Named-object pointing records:
__________

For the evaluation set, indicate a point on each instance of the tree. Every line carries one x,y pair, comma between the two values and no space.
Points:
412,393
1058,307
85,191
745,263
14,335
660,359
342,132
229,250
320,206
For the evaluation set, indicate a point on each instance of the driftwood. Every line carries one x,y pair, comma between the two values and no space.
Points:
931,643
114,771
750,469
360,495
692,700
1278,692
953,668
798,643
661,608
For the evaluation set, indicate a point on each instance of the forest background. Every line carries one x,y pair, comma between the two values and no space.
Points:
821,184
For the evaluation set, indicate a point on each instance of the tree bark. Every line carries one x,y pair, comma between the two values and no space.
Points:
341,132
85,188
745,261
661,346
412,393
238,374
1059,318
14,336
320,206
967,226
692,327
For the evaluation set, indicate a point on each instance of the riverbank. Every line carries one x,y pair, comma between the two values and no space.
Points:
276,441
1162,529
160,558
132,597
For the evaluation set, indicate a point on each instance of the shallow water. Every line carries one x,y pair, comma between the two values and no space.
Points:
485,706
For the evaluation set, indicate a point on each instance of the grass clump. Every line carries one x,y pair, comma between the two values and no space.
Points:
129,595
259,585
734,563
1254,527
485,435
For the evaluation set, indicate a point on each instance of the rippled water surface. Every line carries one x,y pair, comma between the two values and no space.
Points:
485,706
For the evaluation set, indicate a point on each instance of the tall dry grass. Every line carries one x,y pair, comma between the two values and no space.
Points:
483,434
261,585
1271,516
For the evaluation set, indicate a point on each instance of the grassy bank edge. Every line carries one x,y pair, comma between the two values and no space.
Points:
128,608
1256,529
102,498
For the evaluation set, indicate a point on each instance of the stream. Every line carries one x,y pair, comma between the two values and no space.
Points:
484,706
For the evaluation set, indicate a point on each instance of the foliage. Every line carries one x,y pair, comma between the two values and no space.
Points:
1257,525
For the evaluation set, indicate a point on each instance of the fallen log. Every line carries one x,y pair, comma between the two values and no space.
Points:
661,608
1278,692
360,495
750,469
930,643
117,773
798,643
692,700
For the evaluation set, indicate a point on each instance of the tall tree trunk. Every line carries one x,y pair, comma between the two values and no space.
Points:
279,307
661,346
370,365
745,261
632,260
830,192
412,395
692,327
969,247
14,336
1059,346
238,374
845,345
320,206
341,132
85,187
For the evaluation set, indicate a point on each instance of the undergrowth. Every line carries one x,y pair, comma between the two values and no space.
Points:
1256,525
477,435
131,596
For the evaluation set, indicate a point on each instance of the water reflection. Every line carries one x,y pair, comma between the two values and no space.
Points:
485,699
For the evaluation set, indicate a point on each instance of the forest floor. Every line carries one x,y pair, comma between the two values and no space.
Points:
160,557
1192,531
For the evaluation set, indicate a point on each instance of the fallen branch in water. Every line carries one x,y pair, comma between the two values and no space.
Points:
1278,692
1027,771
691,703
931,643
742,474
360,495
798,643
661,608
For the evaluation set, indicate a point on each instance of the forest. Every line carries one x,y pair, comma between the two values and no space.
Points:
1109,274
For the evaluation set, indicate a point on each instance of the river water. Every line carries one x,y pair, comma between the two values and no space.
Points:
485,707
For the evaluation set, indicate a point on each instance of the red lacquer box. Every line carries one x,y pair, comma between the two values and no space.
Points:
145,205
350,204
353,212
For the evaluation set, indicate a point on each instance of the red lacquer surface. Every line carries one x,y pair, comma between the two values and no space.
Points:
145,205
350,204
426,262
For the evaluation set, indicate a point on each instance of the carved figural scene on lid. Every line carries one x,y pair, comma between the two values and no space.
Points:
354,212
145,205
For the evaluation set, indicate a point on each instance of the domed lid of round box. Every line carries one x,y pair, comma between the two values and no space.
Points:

__________

Reproduce word for word the lines from the one containing "of the domed" through the final line above, with both ends included.

Response below:
For the evaluation set, indicate a point on each instance of the domed lid of round box. Every line carries one x,y pair, comma between the two values and no space.
Points:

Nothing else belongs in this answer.